**AIM OF THE EXERCISE:** All of the entries must be reproduced exactly, with no images carried over.

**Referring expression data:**
==========

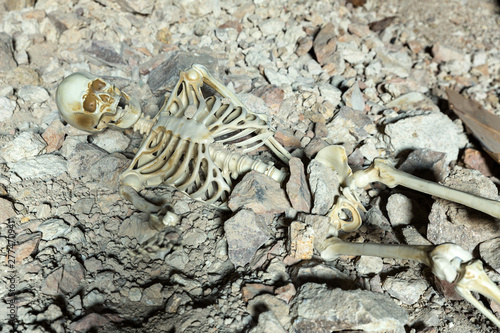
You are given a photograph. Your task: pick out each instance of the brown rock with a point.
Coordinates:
(474, 159)
(259, 193)
(286, 292)
(250, 290)
(301, 240)
(325, 43)
(297, 187)
(305, 45)
(6, 210)
(54, 136)
(65, 279)
(287, 139)
(27, 245)
(272, 96)
(246, 232)
(92, 320)
(444, 53)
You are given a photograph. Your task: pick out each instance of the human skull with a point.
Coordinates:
(89, 103)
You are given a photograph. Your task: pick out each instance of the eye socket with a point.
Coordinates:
(89, 103)
(98, 85)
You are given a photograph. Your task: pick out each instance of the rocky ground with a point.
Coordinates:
(325, 72)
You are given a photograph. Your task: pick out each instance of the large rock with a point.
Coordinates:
(320, 309)
(432, 131)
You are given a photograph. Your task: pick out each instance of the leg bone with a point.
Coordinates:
(449, 262)
(382, 172)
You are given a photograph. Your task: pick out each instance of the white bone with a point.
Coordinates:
(447, 261)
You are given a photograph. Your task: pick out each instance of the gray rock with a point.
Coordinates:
(246, 232)
(33, 94)
(25, 145)
(260, 193)
(316, 308)
(407, 291)
(400, 210)
(111, 141)
(83, 159)
(324, 185)
(136, 227)
(330, 93)
(42, 166)
(164, 77)
(369, 265)
(452, 222)
(268, 323)
(490, 253)
(143, 7)
(277, 307)
(7, 107)
(297, 187)
(7, 62)
(434, 131)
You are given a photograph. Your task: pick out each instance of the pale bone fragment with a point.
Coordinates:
(381, 171)
(448, 262)
(179, 144)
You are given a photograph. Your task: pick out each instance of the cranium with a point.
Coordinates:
(89, 103)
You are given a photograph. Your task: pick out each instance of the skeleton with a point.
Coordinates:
(186, 146)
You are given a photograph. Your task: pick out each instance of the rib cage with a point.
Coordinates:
(177, 150)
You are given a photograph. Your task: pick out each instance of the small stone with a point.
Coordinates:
(477, 160)
(369, 265)
(427, 164)
(287, 139)
(246, 232)
(400, 210)
(272, 96)
(27, 245)
(7, 61)
(331, 94)
(490, 253)
(54, 136)
(137, 7)
(279, 308)
(7, 107)
(6, 210)
(250, 290)
(65, 279)
(324, 185)
(286, 293)
(152, 296)
(454, 223)
(301, 240)
(317, 308)
(444, 53)
(260, 193)
(111, 141)
(325, 43)
(90, 321)
(25, 145)
(297, 186)
(407, 291)
(33, 94)
(43, 167)
(434, 131)
(268, 323)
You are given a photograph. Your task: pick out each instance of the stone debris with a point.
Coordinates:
(363, 74)
(301, 240)
(297, 187)
(346, 310)
(451, 222)
(259, 193)
(246, 232)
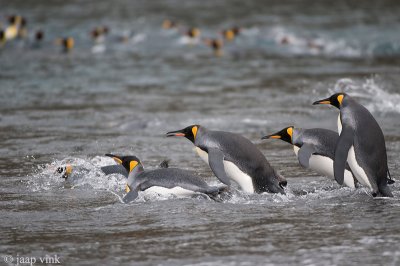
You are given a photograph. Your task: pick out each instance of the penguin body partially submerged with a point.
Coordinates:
(163, 181)
(231, 156)
(315, 150)
(361, 144)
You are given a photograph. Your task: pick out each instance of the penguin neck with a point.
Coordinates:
(297, 139)
(201, 131)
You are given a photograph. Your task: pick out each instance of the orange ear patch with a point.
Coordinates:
(275, 137)
(290, 132)
(117, 160)
(340, 98)
(132, 165)
(194, 131)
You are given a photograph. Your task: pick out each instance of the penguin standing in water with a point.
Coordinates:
(231, 156)
(66, 43)
(315, 150)
(11, 32)
(215, 44)
(361, 144)
(163, 181)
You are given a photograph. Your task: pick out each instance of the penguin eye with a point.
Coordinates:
(194, 131)
(290, 132)
(340, 99)
(132, 165)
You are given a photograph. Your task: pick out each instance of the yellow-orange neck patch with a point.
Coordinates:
(132, 165)
(194, 131)
(275, 137)
(117, 160)
(340, 98)
(290, 132)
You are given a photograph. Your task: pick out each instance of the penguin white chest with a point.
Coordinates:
(324, 166)
(233, 172)
(339, 125)
(177, 191)
(357, 169)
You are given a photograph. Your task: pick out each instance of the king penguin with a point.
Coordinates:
(361, 144)
(231, 156)
(315, 150)
(163, 180)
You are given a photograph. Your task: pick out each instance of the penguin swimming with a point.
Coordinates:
(231, 34)
(231, 156)
(164, 180)
(169, 24)
(66, 43)
(315, 150)
(11, 32)
(361, 144)
(216, 45)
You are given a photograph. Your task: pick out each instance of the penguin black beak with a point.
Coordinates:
(177, 133)
(116, 158)
(272, 136)
(323, 101)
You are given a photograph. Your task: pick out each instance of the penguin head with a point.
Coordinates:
(131, 164)
(193, 33)
(285, 134)
(168, 24)
(189, 132)
(335, 100)
(39, 35)
(15, 20)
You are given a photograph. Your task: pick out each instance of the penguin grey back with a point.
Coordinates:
(170, 178)
(368, 138)
(244, 154)
(323, 140)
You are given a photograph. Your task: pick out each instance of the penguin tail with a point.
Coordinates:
(385, 191)
(220, 193)
(164, 164)
(390, 179)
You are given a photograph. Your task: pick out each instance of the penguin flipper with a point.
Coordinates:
(115, 169)
(164, 164)
(341, 152)
(216, 162)
(132, 195)
(305, 153)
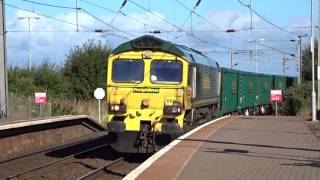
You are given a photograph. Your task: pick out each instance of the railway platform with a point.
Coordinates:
(254, 147)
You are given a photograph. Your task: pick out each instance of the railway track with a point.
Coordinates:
(87, 159)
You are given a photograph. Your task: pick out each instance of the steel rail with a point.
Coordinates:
(91, 173)
(53, 162)
(55, 148)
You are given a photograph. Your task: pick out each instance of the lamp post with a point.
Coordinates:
(313, 94)
(256, 63)
(14, 55)
(256, 52)
(29, 30)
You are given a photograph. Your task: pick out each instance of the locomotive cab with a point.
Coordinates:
(145, 97)
(153, 86)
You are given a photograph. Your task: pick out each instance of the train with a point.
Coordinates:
(157, 88)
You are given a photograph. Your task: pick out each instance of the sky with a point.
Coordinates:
(54, 33)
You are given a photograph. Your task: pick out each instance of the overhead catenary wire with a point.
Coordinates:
(177, 29)
(217, 27)
(266, 20)
(49, 17)
(126, 15)
(113, 27)
(49, 5)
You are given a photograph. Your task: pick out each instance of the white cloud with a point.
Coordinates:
(58, 38)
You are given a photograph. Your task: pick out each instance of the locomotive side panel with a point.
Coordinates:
(229, 91)
(248, 90)
(265, 85)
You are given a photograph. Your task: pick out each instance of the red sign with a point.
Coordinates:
(40, 98)
(276, 95)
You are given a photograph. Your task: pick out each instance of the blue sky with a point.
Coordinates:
(53, 39)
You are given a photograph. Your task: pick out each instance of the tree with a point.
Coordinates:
(86, 68)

==========

**RESULT BELOW:**
You are given a photograph. Your task: pick out each instance of the brown rock with a point.
Coordinates:
(474, 159)
(259, 193)
(286, 292)
(250, 290)
(301, 240)
(325, 43)
(297, 187)
(305, 45)
(6, 210)
(54, 136)
(65, 279)
(287, 139)
(27, 245)
(272, 96)
(246, 232)
(92, 320)
(444, 53)
You are given a photograph. Your task: pick out each instance of the human skull with a point.
Coordinates:
(89, 103)
You are given a photograph. Your task: pick out each instance of the eye socket with a point.
Coordinates:
(89, 103)
(98, 85)
You are given a photograph. Your task: pick out each instance of the rocky ground with a point.
Coordinates:
(325, 72)
You are given a photograph. Your task: pick out each instance of the large rock with a point.
Coordinates:
(320, 309)
(432, 131)
You are given a photograph. Your task: pick out each instance of the leg bone with a point.
Coordinates:
(449, 262)
(382, 172)
You are given a photograph. Your task: pick out each instance of the white bone with a point.
Coordinates:
(447, 261)
You are given a photograph. Your task: pick out each instance of the gray rock with a point.
Coordinates:
(246, 232)
(33, 94)
(25, 145)
(260, 193)
(316, 308)
(407, 291)
(400, 210)
(111, 141)
(83, 159)
(324, 185)
(136, 227)
(330, 93)
(42, 166)
(164, 77)
(369, 265)
(452, 222)
(268, 323)
(490, 253)
(143, 7)
(277, 307)
(7, 107)
(297, 187)
(7, 62)
(434, 131)
You are given a photograph. Your task: pick out each instance of the pale bone fragment with a point.
Coordinates:
(381, 171)
(448, 262)
(179, 144)
You are given a photograph. Your task: pick out each instance of the cranium with a point.
Coordinates:
(89, 103)
You are given a photograph. Your task: pick out each instance of the skeleton with a point.
Coordinates:
(186, 146)
You are given a photograph. Your task: pick out each instance of the rib cage with a point.
Coordinates:
(177, 150)
You are given a photograph. Your task: pick out each instance of the small stone with a point.
Coordinates:
(477, 160)
(369, 265)
(427, 164)
(287, 139)
(246, 232)
(400, 210)
(272, 96)
(27, 245)
(7, 61)
(331, 94)
(490, 253)
(54, 136)
(137, 7)
(279, 308)
(7, 107)
(6, 210)
(250, 290)
(65, 279)
(324, 185)
(286, 293)
(152, 296)
(454, 223)
(301, 240)
(317, 308)
(444, 53)
(260, 193)
(111, 141)
(325, 43)
(90, 321)
(25, 145)
(297, 186)
(407, 291)
(33, 94)
(43, 167)
(434, 131)
(268, 323)
You are given a photograph. Your task: pick out each instance of the stone debris with a point.
Coordinates:
(363, 74)
(301, 240)
(297, 187)
(346, 310)
(451, 222)
(259, 193)
(246, 232)
You are given a photograph. Your task: pick out each instance of the penguin body partially submerged with a point.
Coordinates:
(163, 181)
(231, 156)
(315, 150)
(361, 144)
You are given a photograph. Your task: pick out each instance of the penguin neck with a point.
Coordinates:
(297, 139)
(201, 131)
You are given a photograph. Your task: pick out each instance of the orange ear patch with a point.
Coordinates:
(275, 137)
(290, 132)
(117, 160)
(340, 98)
(132, 165)
(194, 131)
You are given a photograph. Your task: pick out each instance of the penguin standing in water with a point.
Coordinates:
(231, 156)
(66, 43)
(315, 150)
(11, 32)
(215, 44)
(361, 144)
(163, 181)
You are given a photograph. Your task: pick out each instance of the penguin eye with a point.
Coordinates:
(194, 131)
(290, 132)
(340, 99)
(132, 165)
You are given a photograph. Your task: pick out each instance of the yellow-orange neck patch with a point.
Coordinates:
(132, 165)
(194, 131)
(275, 137)
(117, 160)
(340, 98)
(290, 132)
You are given a photograph. Your task: pick out each instance of the penguin white chest with a point.
Coordinates:
(324, 166)
(233, 172)
(339, 125)
(177, 191)
(357, 169)
You are given a photograph. Your task: pick out each instance of the king penguin with a point.
Coordinates:
(361, 144)
(231, 156)
(315, 150)
(163, 180)
You are given a photograph. Your task: pick out each instance of the penguin swimming with a point.
Coordinates:
(231, 34)
(231, 156)
(164, 180)
(169, 24)
(66, 43)
(315, 150)
(11, 32)
(361, 144)
(216, 45)
You are given a photograph. Your task: pick out each instance of the penguin black beak with a point.
Coordinates:
(177, 133)
(116, 158)
(272, 136)
(323, 101)
You are given a photograph. Your task: pick out each instance of the penguin head with a point.
Coordinates:
(131, 164)
(193, 33)
(285, 134)
(168, 24)
(189, 132)
(335, 100)
(39, 35)
(15, 20)
You are given a photograph. Your task: pick out each instance of the penguin grey back with a point.
Coordinates:
(170, 178)
(368, 138)
(244, 154)
(323, 140)
You are given a photograph. Your task: pick out each instance of the penguin tail with a point.
Coordinates:
(385, 191)
(220, 193)
(164, 164)
(390, 179)
You are given a photograph. Your task: pick out each instance of the penguin flipper with a point.
Coordinates:
(115, 169)
(164, 164)
(341, 152)
(216, 162)
(132, 195)
(305, 153)
You are given a photograph. Your task: pick out each instance of the railway platform with a point.
Coordinates:
(254, 147)
You are given a photograph. Your task: pick out each instance of the railway track with a point.
Coordinates:
(87, 159)
You are given a photograph. Your task: pick out each instance of the steel rail with a point.
Coordinates:
(91, 173)
(53, 162)
(55, 148)
You are given a photograph. Your task: pick out each instance of the lamp post with a point.
Coordinates:
(313, 94)
(256, 63)
(14, 55)
(256, 52)
(29, 30)
You are given a photograph. Your task: pick out each instance of the locomotive cab with a point.
Coordinates:
(145, 97)
(153, 86)
You are given a photograph. Your task: pick out each instance of the train with a point.
Coordinates:
(157, 88)
You are given a photograph. Your task: pick out each instance of the sky with a point.
Coordinates:
(54, 33)
You are given a photograph. Your task: pick out each instance of the overhead catenary wire with a point.
Coordinates:
(177, 29)
(217, 27)
(266, 20)
(49, 17)
(126, 15)
(113, 27)
(49, 5)
You are given a photograph. Your task: pick out each instance of the white cloud with a point.
Coordinates:
(58, 38)
You are given a photograph. Your task: pick out each instance of the locomotive side panel with a point.
Coordinates:
(229, 91)
(248, 90)
(265, 85)
You are given a photograph. Your task: pick out each instance of the red sign with a point.
Coordinates:
(40, 98)
(276, 95)
You are given a photograph. Your task: pick out each instance of the blue sky with a point.
Coordinates:
(53, 39)
You are given a photograph. Your task: pick out each instance of the tree with a point.
Coordinates:
(86, 68)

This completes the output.